• **To be done**: Copy the material below word for word, with every line kept as it stands.

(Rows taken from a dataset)
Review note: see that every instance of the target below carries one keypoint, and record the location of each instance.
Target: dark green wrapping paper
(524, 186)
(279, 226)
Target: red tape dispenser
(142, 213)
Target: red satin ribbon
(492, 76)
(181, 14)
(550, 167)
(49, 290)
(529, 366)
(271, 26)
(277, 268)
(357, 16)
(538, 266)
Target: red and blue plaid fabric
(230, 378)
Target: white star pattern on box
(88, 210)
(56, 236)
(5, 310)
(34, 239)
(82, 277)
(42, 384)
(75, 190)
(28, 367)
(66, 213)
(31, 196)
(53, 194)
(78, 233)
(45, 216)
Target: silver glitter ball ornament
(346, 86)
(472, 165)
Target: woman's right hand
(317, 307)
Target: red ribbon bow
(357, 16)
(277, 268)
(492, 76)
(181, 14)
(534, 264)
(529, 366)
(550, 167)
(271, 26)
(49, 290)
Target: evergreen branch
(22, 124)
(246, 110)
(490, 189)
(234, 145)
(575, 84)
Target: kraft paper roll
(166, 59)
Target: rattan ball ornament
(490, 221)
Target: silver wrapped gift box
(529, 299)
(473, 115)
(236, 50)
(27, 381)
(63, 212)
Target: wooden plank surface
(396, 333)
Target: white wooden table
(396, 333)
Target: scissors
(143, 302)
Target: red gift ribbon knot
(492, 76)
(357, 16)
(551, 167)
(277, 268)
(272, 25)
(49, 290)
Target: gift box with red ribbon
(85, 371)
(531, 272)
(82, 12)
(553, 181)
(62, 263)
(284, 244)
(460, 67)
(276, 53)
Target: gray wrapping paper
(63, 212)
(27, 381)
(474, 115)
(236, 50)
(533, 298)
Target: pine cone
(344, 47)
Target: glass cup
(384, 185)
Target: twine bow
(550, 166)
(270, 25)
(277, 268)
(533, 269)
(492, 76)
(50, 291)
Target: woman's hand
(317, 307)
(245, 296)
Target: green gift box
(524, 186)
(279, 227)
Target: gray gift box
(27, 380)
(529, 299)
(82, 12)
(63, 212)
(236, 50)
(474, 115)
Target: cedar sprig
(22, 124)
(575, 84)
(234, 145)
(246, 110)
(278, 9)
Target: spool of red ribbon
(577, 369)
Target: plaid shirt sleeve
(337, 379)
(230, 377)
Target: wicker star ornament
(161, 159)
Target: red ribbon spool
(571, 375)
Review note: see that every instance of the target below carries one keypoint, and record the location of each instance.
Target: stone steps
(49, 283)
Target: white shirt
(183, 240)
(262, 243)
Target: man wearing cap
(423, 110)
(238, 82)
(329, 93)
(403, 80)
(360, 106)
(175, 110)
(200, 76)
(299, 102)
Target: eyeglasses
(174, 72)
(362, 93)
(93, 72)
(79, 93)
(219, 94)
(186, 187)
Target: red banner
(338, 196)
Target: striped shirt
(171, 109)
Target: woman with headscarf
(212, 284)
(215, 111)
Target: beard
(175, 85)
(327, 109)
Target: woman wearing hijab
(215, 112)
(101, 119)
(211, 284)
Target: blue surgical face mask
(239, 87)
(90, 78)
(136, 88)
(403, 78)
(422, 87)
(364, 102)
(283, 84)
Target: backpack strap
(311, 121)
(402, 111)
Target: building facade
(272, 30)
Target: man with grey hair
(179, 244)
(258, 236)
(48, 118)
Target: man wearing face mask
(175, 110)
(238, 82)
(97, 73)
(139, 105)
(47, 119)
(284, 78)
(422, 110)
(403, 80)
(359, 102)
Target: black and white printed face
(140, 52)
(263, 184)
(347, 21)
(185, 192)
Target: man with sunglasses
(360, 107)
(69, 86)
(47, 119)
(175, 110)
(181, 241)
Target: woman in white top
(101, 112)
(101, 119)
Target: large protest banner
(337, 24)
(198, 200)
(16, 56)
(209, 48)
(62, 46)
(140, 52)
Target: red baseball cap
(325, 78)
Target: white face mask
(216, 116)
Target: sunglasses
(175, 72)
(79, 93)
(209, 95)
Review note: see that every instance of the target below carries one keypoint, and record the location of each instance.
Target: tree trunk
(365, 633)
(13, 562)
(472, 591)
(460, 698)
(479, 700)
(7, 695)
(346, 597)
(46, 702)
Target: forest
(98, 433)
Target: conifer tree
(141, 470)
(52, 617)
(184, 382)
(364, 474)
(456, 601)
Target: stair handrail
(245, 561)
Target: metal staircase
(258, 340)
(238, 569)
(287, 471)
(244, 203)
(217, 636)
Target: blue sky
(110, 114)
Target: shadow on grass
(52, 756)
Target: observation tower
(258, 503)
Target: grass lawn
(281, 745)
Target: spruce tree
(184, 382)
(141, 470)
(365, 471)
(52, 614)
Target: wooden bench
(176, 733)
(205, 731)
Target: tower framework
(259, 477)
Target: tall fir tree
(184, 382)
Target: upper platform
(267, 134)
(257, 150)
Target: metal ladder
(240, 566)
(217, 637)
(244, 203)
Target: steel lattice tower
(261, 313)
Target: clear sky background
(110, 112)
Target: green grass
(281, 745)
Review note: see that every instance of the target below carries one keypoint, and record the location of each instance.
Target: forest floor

• **The output**:
Review note: see that every instance of the target below carries one keypoint, and record the location of each instance.
Target: dark green wrapping paper
(524, 186)
(279, 226)
Target: red tape dispenser
(142, 213)
Target: red satin ribbon
(492, 76)
(181, 14)
(550, 167)
(49, 290)
(529, 366)
(271, 26)
(277, 268)
(357, 16)
(538, 266)
Target: red and blue plaid fabric
(230, 378)
Target: white star pattern on box
(88, 210)
(56, 236)
(5, 310)
(34, 239)
(82, 277)
(42, 384)
(75, 190)
(28, 367)
(66, 213)
(31, 196)
(53, 194)
(78, 233)
(45, 216)
Target: silver glitter ball ornament
(346, 86)
(472, 165)
Target: woman's right hand
(317, 307)
Target: red ribbon bow
(357, 16)
(277, 268)
(492, 76)
(181, 14)
(534, 264)
(529, 366)
(550, 167)
(271, 26)
(49, 290)
Target: evergreen branch
(22, 124)
(246, 110)
(490, 189)
(234, 145)
(575, 84)
Target: kraft paper roll
(166, 59)
Target: rattan ball ornament
(490, 221)
Target: silver wrapped gift box
(529, 299)
(473, 115)
(236, 50)
(27, 381)
(63, 212)
Target: wooden plank surface
(396, 333)
Target: white wooden table
(396, 333)
Target: scissors
(143, 302)
Target: red gift ribbon knot
(492, 76)
(357, 16)
(551, 167)
(277, 268)
(272, 25)
(49, 290)
Target: gift box with red ribbon
(85, 371)
(531, 272)
(82, 12)
(553, 181)
(62, 263)
(284, 244)
(460, 67)
(276, 53)
Target: gray wrapping paper
(63, 212)
(27, 381)
(474, 115)
(236, 50)
(533, 298)
Target: pine cone
(344, 47)
Target: glass cup
(384, 185)
Target: twine bow
(550, 166)
(270, 25)
(277, 268)
(533, 269)
(492, 76)
(50, 291)
Target: woman's hand
(317, 307)
(245, 296)
Target: green gift box
(524, 186)
(279, 227)
Target: gray gift box
(27, 380)
(529, 299)
(82, 12)
(63, 212)
(236, 50)
(474, 115)
Target: cedar sprig
(22, 124)
(575, 84)
(234, 145)
(246, 110)
(278, 9)
Target: spool of red ribbon
(577, 369)
Target: plaid shirt sleeve
(337, 379)
(230, 377)
Target: wicker star ornament
(161, 159)
Target: red ribbon spool
(571, 375)
Review note: see that every instance of the target below carries one keypoint, and record the location of each instance.
Target: stone steps
(49, 283)
Target: white shirt
(183, 240)
(262, 243)
Target: man wearing cap
(423, 110)
(238, 82)
(329, 93)
(403, 80)
(360, 106)
(175, 110)
(200, 76)
(299, 102)
Target: eyeglasses
(174, 72)
(362, 93)
(93, 72)
(79, 93)
(219, 94)
(186, 187)
Target: red banner
(338, 196)
Target: striped shirt
(171, 109)
Target: woman with headscarf
(212, 284)
(215, 111)
Target: beard
(175, 85)
(327, 109)
Target: woman wearing hijab
(215, 112)
(101, 119)
(211, 284)
Target: blue surgical face mask
(239, 87)
(90, 78)
(136, 88)
(403, 78)
(422, 87)
(364, 102)
(283, 84)
Target: backpack strap
(311, 121)
(402, 111)
Target: building facade
(272, 30)
Target: man with grey hair
(179, 244)
(258, 236)
(48, 118)
Target: man wearing face mask
(175, 110)
(238, 82)
(97, 73)
(139, 105)
(47, 119)
(284, 78)
(422, 110)
(403, 80)
(359, 102)
Target: black and white printed face
(140, 52)
(263, 184)
(347, 21)
(185, 192)
Target: man with sunglasses
(360, 107)
(69, 86)
(47, 119)
(175, 110)
(181, 241)
Target: woman in white top
(101, 112)
(101, 119)
Target: large protest banner
(337, 24)
(198, 200)
(16, 56)
(209, 48)
(62, 46)
(140, 52)
Target: red baseball cap
(325, 78)
Target: white face mask
(216, 116)
Target: sunglasses
(175, 72)
(79, 93)
(209, 95)
Review note: see that every instance of the target below carries one keypoint, and record the location of each instance.
Target: tree trunk
(365, 633)
(13, 562)
(472, 591)
(460, 698)
(479, 700)
(7, 695)
(346, 597)
(46, 702)
Target: forest
(98, 433)
Target: conifer tree
(141, 470)
(52, 617)
(184, 382)
(364, 474)
(456, 601)
Target: stair handrail
(245, 561)
Target: metal staircase
(258, 340)
(238, 569)
(287, 471)
(244, 203)
(217, 636)
Target: blue sky
(110, 114)
Target: shadow on grass
(52, 756)
Target: observation tower
(258, 503)
Target: grass lawn
(281, 745)
Target: spruce tree
(184, 382)
(141, 470)
(365, 471)
(52, 614)
Target: wooden bench
(176, 733)
(205, 731)
Target: tower framework
(259, 477)
Target: tall fir tree
(184, 382)
Target: upper platform
(267, 134)
(257, 150)
Target: metal ladder
(240, 566)
(217, 637)
(244, 203)
Target: steel lattice tower
(261, 313)
Target: clear sky background
(110, 112)
Target: green grass
(281, 745)
Review note: see that every instance of the target below carries one keypoint, and record the location of each instance.
Target: forest floor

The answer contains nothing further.